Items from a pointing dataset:
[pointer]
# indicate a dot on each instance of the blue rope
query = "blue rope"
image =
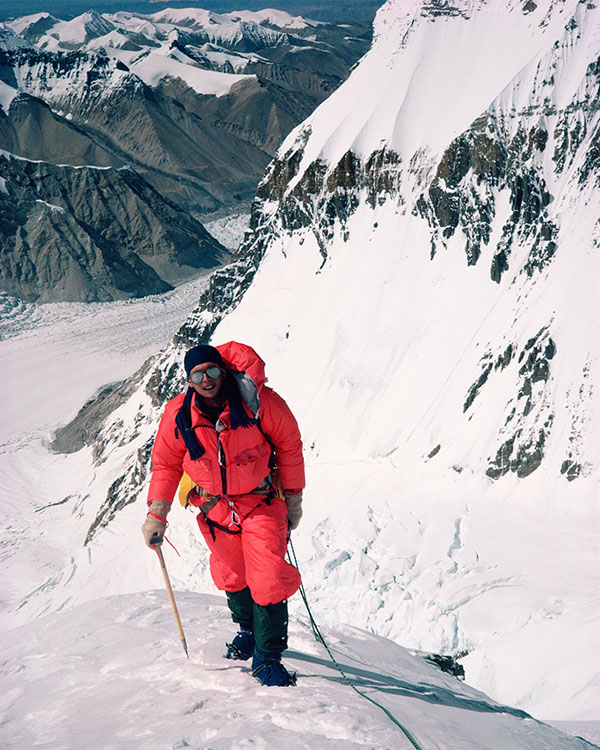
(320, 639)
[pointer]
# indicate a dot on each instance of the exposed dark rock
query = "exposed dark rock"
(570, 469)
(93, 235)
(447, 664)
(523, 451)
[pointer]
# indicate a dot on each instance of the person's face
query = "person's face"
(209, 387)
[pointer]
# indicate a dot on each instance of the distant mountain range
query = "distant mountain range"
(194, 101)
(334, 11)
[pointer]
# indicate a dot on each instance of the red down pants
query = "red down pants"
(256, 556)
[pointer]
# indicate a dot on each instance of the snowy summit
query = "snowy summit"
(421, 280)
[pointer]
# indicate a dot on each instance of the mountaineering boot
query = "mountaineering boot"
(268, 670)
(242, 646)
(241, 606)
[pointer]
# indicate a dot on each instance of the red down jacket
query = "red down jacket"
(244, 452)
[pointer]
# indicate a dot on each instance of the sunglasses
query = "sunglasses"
(213, 373)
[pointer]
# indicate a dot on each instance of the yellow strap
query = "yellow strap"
(185, 485)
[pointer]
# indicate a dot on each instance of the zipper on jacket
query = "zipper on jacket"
(222, 462)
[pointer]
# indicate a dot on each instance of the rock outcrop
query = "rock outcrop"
(92, 234)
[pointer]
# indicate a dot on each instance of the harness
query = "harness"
(266, 488)
(240, 388)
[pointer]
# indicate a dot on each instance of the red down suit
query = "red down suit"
(235, 462)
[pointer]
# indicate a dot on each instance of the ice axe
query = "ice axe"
(157, 547)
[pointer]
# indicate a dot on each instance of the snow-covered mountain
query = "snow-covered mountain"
(421, 277)
(195, 102)
(120, 679)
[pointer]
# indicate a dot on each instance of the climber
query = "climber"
(238, 442)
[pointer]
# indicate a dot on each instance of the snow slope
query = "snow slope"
(377, 342)
(112, 674)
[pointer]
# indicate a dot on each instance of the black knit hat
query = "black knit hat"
(198, 355)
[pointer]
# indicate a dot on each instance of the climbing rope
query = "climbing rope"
(320, 639)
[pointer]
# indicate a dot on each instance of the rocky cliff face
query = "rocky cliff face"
(137, 90)
(500, 195)
(93, 234)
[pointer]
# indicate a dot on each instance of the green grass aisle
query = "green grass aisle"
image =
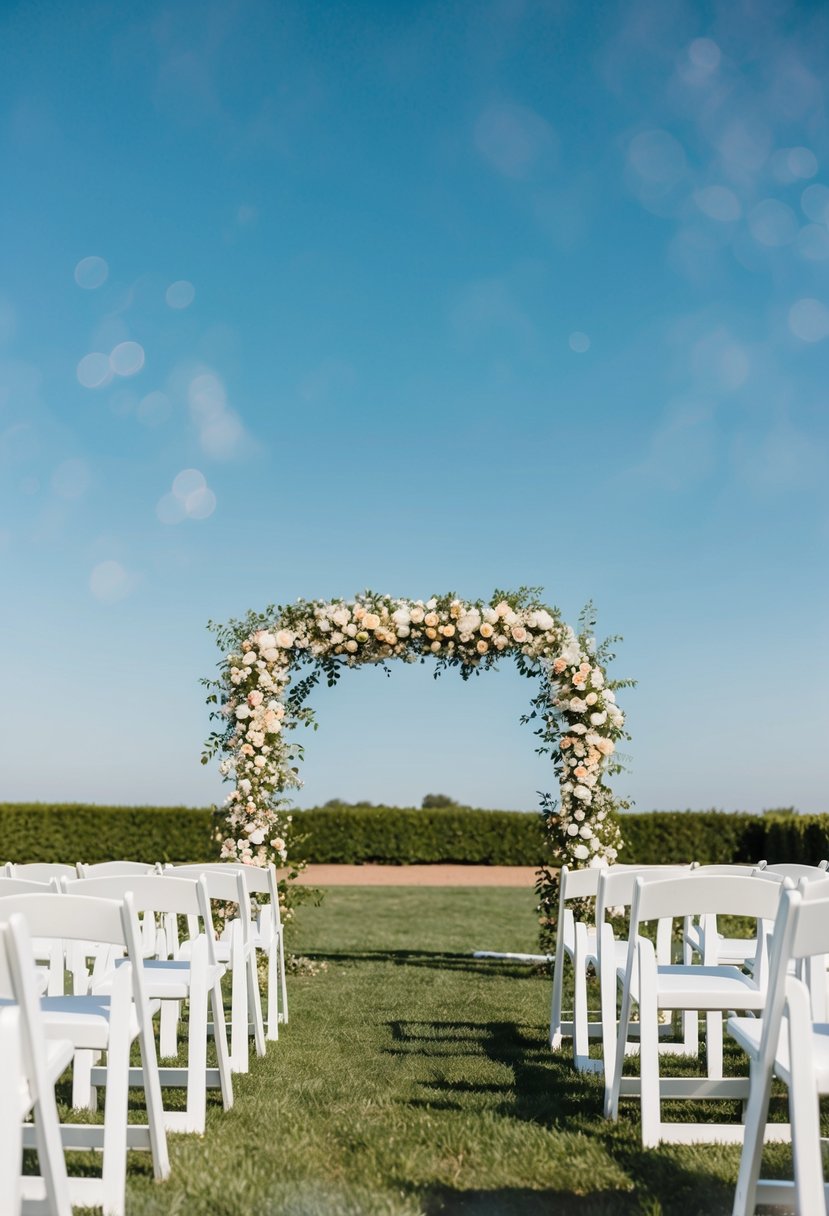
(415, 1081)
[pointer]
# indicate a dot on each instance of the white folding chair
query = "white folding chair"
(265, 932)
(790, 1043)
(96, 1024)
(30, 1065)
(196, 979)
(575, 940)
(701, 936)
(49, 951)
(116, 868)
(710, 989)
(39, 871)
(614, 895)
(235, 947)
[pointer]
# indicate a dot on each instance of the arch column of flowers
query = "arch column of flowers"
(272, 662)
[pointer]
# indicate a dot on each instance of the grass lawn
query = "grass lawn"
(413, 1080)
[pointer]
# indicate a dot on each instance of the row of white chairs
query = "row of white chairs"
(783, 991)
(116, 932)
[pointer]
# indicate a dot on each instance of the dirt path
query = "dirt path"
(418, 876)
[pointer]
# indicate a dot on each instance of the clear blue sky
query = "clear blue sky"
(302, 298)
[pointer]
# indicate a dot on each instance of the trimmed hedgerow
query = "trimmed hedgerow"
(74, 832)
(401, 836)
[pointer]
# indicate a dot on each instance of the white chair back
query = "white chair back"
(106, 868)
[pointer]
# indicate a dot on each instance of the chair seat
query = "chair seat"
(83, 1019)
(746, 1031)
(165, 979)
(592, 953)
(701, 988)
(737, 950)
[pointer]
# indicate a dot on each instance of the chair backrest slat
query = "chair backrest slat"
(75, 917)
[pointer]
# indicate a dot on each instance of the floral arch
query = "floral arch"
(274, 660)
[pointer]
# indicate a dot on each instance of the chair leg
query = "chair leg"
(649, 1065)
(556, 1036)
(612, 1095)
(168, 1037)
(283, 986)
(254, 1003)
(84, 1095)
(714, 1043)
(580, 1032)
(197, 1045)
(805, 1115)
(113, 1175)
(240, 1052)
(274, 990)
(745, 1195)
(220, 1036)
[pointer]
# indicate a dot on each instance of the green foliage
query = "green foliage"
(73, 832)
(451, 834)
(432, 800)
(708, 837)
(400, 836)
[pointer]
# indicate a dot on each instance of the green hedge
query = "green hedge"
(400, 836)
(73, 832)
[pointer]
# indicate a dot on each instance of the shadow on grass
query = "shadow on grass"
(440, 960)
(545, 1090)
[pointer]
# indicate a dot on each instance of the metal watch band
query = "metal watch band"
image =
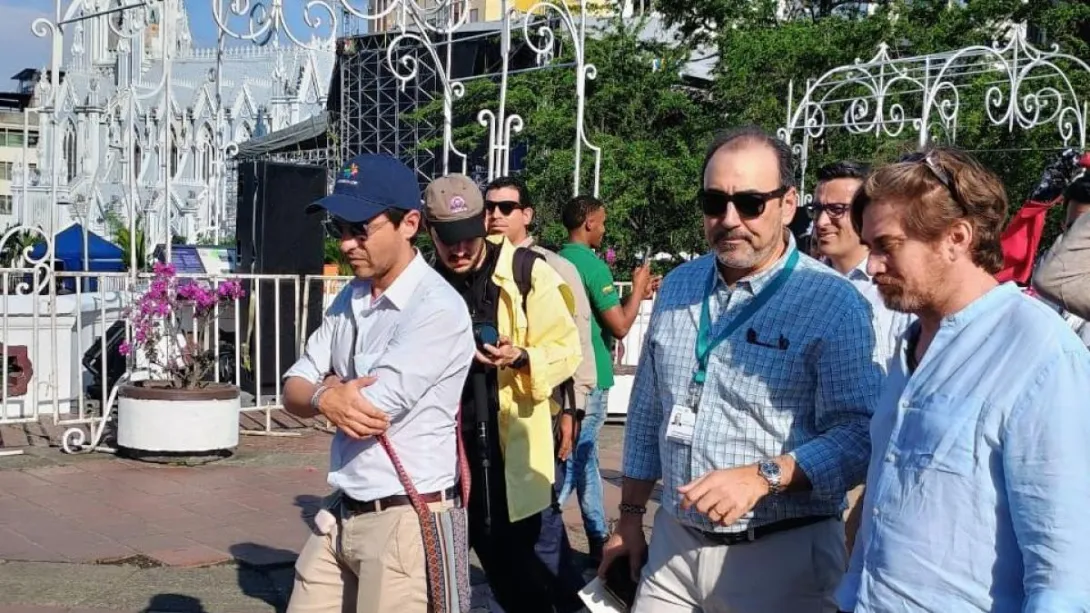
(317, 394)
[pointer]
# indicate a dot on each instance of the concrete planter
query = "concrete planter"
(156, 420)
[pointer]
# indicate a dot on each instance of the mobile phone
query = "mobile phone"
(618, 581)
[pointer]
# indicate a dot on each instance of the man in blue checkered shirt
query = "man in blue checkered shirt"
(751, 403)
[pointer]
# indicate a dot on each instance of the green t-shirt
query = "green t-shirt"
(598, 281)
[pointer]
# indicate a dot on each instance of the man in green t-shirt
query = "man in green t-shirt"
(584, 217)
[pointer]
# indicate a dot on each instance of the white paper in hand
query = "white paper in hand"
(597, 600)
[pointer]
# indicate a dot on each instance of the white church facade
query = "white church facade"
(101, 154)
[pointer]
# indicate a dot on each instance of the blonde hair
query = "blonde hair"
(936, 188)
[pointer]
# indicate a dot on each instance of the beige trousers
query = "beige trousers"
(371, 563)
(789, 572)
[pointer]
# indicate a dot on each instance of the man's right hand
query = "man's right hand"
(346, 408)
(628, 540)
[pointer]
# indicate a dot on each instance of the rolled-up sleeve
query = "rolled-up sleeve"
(433, 346)
(641, 455)
(1064, 277)
(1045, 456)
(849, 381)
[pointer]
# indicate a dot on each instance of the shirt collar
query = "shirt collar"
(755, 283)
(859, 273)
(986, 303)
(399, 292)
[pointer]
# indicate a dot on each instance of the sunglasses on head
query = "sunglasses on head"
(505, 206)
(937, 171)
(749, 205)
(835, 211)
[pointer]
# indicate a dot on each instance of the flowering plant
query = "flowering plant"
(157, 331)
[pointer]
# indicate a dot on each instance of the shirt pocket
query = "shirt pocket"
(941, 434)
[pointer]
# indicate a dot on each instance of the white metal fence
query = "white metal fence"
(61, 333)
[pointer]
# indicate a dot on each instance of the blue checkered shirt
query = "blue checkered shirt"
(811, 399)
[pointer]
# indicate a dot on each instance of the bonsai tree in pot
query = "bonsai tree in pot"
(179, 411)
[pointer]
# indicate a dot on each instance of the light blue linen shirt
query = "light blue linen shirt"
(810, 396)
(978, 489)
(416, 339)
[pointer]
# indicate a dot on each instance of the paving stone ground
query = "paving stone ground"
(79, 533)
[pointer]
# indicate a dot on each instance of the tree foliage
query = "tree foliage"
(652, 123)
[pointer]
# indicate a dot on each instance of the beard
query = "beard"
(742, 254)
(911, 296)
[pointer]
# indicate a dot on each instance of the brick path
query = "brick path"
(107, 509)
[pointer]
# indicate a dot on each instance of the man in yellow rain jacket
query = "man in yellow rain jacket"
(527, 345)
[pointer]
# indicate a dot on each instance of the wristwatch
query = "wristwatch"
(771, 472)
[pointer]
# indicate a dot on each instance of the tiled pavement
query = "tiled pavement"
(107, 509)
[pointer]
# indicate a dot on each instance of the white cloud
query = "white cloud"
(19, 47)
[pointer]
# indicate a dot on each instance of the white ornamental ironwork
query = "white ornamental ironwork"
(1025, 87)
(147, 135)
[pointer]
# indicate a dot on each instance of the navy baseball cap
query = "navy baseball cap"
(367, 185)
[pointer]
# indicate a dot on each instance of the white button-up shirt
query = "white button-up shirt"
(889, 325)
(416, 338)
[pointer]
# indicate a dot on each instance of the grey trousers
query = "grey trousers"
(790, 572)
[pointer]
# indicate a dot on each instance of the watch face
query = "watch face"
(770, 469)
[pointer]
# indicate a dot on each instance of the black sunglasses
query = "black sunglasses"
(749, 205)
(505, 206)
(337, 228)
(835, 211)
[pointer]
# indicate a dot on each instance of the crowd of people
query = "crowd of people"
(882, 355)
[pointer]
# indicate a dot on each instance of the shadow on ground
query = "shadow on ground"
(173, 603)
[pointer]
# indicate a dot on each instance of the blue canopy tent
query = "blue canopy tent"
(103, 255)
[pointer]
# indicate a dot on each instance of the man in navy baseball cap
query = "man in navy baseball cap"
(367, 185)
(374, 213)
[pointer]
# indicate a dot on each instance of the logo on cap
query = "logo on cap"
(458, 205)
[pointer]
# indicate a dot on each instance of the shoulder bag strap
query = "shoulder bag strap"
(463, 468)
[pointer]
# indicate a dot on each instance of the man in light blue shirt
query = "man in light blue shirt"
(751, 403)
(977, 489)
(389, 359)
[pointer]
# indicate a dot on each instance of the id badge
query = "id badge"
(681, 424)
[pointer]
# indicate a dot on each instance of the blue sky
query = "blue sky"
(20, 48)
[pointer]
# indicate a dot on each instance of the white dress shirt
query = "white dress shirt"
(888, 324)
(416, 338)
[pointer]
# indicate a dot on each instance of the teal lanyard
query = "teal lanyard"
(705, 345)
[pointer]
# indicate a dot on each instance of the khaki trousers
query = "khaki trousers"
(371, 563)
(789, 572)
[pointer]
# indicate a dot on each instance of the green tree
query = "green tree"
(650, 122)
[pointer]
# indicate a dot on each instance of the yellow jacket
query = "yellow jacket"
(548, 334)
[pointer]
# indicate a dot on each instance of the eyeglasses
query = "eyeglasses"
(835, 211)
(749, 205)
(940, 173)
(505, 206)
(337, 228)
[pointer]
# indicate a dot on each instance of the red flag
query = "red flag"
(1020, 241)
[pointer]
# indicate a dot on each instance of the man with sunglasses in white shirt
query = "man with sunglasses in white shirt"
(751, 403)
(837, 243)
(390, 358)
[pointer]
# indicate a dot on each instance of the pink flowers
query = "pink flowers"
(158, 314)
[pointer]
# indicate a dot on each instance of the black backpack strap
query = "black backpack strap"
(524, 272)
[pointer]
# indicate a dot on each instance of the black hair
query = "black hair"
(576, 211)
(511, 182)
(844, 169)
(754, 134)
(1078, 191)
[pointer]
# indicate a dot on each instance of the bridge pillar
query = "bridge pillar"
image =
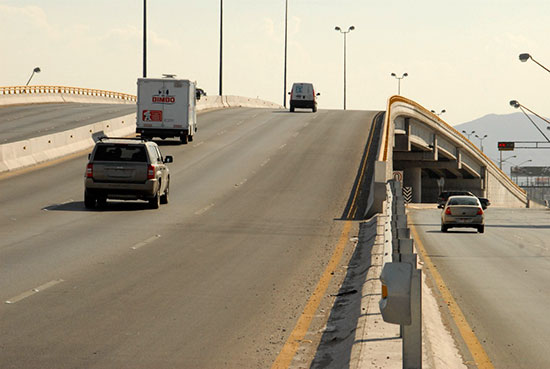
(412, 177)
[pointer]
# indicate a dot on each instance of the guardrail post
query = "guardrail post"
(412, 334)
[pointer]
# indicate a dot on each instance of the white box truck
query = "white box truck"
(166, 107)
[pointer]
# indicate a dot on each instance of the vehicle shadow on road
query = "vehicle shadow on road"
(109, 207)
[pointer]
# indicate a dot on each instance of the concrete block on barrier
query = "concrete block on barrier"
(406, 246)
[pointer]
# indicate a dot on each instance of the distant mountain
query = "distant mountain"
(509, 127)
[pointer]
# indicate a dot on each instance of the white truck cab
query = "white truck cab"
(166, 107)
(302, 95)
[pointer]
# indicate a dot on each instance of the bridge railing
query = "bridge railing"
(66, 90)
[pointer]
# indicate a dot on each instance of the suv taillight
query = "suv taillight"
(89, 171)
(151, 172)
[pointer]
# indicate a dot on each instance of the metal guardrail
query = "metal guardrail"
(403, 305)
(36, 90)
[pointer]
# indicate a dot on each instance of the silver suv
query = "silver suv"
(126, 169)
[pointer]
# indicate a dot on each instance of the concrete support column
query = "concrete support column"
(412, 177)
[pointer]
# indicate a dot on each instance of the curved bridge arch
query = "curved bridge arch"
(433, 156)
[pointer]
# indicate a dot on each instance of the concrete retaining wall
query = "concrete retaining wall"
(37, 150)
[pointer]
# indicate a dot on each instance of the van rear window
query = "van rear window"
(120, 153)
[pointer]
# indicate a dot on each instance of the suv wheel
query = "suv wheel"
(154, 203)
(89, 201)
(164, 198)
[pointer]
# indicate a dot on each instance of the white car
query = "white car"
(463, 212)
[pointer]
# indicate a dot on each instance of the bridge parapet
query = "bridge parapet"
(19, 95)
(426, 149)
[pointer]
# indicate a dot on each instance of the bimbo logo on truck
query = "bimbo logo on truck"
(163, 97)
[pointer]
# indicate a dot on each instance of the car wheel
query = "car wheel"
(89, 201)
(164, 198)
(154, 203)
(101, 202)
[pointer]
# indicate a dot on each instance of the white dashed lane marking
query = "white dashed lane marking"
(34, 291)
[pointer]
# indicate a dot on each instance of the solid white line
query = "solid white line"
(147, 241)
(26, 294)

• **Work required**:
Gather every line in the items that contains the string "floral".

• **Answer to the task**:
# indicate a dot on each instance of the floral arch
query = "floral arch"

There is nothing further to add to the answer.